## WHAT TO DO
Reproduce each of the lines below verbatim, from the first to the last, without altering any word, number, or punctuation mark.
------
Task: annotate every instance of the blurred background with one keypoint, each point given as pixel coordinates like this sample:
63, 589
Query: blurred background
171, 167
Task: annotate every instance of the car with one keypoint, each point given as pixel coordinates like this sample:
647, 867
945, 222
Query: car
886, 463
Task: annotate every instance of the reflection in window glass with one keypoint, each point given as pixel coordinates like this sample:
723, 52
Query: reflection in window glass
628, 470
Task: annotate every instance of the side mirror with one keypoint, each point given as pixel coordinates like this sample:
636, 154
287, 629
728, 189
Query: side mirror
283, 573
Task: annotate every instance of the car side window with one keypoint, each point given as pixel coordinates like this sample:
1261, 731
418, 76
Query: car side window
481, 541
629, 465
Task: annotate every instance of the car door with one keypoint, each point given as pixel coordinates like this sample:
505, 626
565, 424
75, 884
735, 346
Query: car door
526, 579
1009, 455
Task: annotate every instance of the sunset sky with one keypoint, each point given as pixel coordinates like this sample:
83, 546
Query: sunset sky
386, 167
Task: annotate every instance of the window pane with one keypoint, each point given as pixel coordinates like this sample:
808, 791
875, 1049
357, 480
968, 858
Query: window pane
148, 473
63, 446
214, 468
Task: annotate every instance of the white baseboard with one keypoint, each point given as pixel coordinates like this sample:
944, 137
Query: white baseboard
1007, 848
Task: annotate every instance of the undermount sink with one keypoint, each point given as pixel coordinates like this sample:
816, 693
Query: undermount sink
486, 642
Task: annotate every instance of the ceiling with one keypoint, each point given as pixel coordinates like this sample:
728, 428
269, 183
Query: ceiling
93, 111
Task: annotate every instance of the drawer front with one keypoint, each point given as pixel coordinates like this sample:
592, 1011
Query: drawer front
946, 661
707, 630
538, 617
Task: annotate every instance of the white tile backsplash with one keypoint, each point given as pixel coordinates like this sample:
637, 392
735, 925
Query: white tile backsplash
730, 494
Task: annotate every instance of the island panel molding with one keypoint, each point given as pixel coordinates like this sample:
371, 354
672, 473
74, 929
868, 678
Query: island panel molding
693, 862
------
## CORRECT RESPONSE
Task: annotate every instance of the blurred background with one keypoint, each point given as pixel coordinates like this sample:
63, 589
Query: blurred background
171, 167
Task: annotate every instance of the car with one keypoint, each point given as pixel coordinates like this sample:
647, 867
945, 222
Query: car
886, 463
Task: annotate every instance of the reflection in window glass with one keypoint, each point given as pixel coordinates like this sample:
723, 52
Query: reflection in window glass
628, 470
Task: annotate every instance of the side mirror with one keypoint, each point given as pixel coordinates like this sample:
636, 154
287, 629
728, 189
Query: side mirror
283, 573
Task: annotate every instance of the car side window with one keypoint, each point given as pixel coordinates like this sample:
1261, 731
418, 76
Query: car side window
481, 541
629, 465
Task: annotate every instance of the car door with one keypoint, each point given as pixel coordinates like this sample:
505, 626
565, 424
75, 884
735, 346
Query: car door
526, 579
1009, 455
Task: annotate every instance of the sunset sky with one keypoint, each point given as pixel coordinates like this sample:
83, 546
Query: sunset sky
386, 167
Task: annotate every instance of the window pane with one keypoint, each point given as pixel coordinates like this sample:
808, 791
875, 1049
357, 480
968, 858
Query: window pane
148, 473
63, 446
214, 468
Task: annotate every instance of the white baseboard with one keypoint, each point given as pixel coordinates like this sample:
944, 137
Query: white baseboard
1007, 848
Task: annotate every instance of the undermount sink with one keypoint, each point given as pixel coordinates like this sample:
816, 693
Query: undermount sink
486, 642
Task: annotate every instance of the ceiling with one keypoint, each point given as pixel coordinates like this sample:
728, 428
269, 183
Query: ceiling
93, 111
Task: annotate every instance of the drawer front with one keypoint, each point given as pixel coordinates like this sample:
592, 1011
Query: drawer front
946, 661
707, 630
538, 617
Task: annotate every instance of the white tile backsplash with one keypoint, each point given as pixel coordinates like this sample:
637, 392
735, 925
Query: white tile backsplash
730, 494
Task: annotate every instance of the island panel molding with one keypoint, each point given as pixel coordinates like this sample:
371, 354
672, 473
74, 929
868, 678
Query: island panel molding
693, 862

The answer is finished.